| REQUIREMENT |
Take the line that contains "Each instance of the electrical" as the first line and the last line of the material below as the final one; reproduce exactly the lines between, inclusive.

| DATASET ROWS |
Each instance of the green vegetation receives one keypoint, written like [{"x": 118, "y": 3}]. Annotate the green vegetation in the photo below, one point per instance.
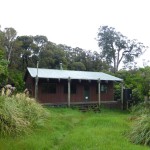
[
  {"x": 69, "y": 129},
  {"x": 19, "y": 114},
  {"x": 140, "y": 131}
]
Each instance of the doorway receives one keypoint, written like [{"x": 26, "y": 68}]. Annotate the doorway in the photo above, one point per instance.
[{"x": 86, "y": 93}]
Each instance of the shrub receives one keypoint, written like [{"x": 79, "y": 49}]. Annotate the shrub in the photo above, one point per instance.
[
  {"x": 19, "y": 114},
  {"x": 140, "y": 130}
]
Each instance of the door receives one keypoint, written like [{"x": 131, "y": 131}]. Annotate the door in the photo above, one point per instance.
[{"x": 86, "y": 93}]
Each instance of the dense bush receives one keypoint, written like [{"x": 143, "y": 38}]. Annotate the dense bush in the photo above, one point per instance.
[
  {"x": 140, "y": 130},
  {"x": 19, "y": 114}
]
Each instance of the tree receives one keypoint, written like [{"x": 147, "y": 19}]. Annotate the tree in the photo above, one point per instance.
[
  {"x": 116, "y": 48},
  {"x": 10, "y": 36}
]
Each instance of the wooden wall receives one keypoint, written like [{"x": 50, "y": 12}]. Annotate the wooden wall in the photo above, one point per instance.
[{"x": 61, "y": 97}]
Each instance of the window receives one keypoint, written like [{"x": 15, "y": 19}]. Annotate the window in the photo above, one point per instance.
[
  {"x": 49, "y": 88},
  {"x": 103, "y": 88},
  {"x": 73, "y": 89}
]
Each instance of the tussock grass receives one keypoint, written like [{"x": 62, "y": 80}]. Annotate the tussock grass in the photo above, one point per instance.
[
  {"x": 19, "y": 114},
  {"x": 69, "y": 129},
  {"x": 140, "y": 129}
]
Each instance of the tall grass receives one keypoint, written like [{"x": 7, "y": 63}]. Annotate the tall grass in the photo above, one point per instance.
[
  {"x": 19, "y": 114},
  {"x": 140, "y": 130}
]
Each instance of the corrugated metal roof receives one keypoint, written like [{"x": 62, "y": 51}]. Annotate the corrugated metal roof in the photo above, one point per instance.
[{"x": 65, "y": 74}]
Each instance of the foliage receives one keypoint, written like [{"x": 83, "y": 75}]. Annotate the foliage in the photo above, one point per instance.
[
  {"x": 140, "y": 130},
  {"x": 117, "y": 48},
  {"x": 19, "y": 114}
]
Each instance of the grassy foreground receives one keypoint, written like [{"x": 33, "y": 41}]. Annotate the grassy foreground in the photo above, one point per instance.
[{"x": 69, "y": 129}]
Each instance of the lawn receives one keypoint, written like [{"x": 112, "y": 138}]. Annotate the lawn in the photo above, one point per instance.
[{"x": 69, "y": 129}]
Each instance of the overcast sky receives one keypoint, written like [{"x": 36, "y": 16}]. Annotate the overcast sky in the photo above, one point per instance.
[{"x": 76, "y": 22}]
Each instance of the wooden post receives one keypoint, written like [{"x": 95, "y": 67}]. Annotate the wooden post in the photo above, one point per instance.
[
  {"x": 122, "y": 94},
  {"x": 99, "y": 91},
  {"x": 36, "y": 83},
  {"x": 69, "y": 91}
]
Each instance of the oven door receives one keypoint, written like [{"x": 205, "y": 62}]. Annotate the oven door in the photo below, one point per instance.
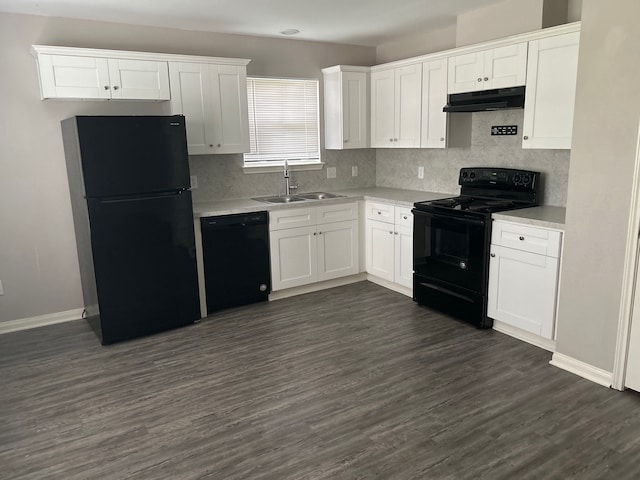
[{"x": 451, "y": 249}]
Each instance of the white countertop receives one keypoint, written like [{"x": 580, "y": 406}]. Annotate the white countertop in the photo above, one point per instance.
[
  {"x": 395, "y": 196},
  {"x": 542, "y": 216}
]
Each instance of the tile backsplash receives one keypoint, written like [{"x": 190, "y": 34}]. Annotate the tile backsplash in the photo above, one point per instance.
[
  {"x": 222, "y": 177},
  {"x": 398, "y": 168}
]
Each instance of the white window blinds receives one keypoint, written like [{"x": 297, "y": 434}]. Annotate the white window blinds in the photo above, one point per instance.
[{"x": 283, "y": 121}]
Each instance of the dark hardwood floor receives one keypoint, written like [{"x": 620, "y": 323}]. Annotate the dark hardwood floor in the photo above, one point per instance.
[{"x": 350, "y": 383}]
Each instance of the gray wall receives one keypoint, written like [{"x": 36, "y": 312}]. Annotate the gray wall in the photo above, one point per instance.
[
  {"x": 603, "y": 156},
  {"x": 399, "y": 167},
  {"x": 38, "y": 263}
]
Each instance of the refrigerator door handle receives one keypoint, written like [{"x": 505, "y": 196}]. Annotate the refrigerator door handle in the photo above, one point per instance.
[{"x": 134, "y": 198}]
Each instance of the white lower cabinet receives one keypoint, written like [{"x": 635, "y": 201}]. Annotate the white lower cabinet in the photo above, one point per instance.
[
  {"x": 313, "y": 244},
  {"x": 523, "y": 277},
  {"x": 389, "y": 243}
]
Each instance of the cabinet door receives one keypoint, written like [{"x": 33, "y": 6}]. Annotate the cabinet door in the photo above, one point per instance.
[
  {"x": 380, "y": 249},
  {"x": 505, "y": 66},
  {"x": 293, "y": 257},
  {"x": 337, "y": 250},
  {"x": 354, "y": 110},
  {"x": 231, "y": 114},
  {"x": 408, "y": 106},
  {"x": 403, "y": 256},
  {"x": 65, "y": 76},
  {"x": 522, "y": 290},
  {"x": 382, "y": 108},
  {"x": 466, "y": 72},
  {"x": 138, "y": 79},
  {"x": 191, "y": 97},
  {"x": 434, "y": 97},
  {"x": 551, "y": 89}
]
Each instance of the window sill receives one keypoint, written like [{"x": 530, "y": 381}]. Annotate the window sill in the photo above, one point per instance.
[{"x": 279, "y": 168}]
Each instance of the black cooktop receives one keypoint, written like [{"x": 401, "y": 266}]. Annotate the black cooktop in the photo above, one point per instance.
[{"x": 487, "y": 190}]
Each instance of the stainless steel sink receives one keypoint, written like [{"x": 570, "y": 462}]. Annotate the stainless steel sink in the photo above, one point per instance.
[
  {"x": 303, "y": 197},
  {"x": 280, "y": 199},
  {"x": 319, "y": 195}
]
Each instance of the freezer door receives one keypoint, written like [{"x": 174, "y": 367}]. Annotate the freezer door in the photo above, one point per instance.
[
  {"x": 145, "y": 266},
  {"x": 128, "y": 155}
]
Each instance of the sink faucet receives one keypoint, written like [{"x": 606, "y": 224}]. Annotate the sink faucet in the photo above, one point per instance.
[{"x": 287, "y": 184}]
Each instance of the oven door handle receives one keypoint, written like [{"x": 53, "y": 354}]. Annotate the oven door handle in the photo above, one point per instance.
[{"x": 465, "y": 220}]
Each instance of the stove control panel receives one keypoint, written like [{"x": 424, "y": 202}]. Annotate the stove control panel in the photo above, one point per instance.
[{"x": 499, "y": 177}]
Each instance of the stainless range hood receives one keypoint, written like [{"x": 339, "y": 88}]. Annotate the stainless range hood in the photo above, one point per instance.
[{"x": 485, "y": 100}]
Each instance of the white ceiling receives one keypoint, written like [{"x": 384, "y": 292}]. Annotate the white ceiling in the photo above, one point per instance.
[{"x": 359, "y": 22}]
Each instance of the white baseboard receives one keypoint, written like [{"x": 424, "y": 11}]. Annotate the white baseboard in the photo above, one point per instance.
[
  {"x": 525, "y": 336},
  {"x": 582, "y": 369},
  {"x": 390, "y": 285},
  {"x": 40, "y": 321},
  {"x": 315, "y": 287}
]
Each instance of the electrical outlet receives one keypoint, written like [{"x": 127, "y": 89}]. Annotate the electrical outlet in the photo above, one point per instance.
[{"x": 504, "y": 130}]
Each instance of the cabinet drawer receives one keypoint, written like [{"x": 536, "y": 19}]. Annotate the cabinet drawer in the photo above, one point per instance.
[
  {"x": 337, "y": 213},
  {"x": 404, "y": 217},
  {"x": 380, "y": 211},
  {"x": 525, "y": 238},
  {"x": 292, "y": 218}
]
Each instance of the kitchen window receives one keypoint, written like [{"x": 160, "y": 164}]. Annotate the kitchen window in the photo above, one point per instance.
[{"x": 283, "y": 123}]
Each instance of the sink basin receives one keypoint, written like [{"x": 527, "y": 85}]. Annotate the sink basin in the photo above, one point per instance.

| COMPLETE OUTPUT |
Each instance of the electrical outlet receives one keypoint, written like [{"x": 127, "y": 89}]. Annotate the electrical outlet in the photo above, one point per instance.
[{"x": 504, "y": 130}]
Each instance of the cabinet drawer receives one keypoint, written like [{"x": 536, "y": 19}]. Annotate the cabinet drawer in the photo above, one point per instance.
[
  {"x": 337, "y": 213},
  {"x": 404, "y": 217},
  {"x": 380, "y": 211},
  {"x": 525, "y": 238},
  {"x": 292, "y": 218}
]
Each instance of the kitchen window receives one keypoint, written like [{"x": 160, "y": 164}]. Annotate the kitchen window in the photo above, one point per instance.
[{"x": 283, "y": 123}]
Each instance of the sink basin receives one keypoint, written like [{"x": 527, "y": 85}]. Annotate the sink basin in the photo above, one point per instance.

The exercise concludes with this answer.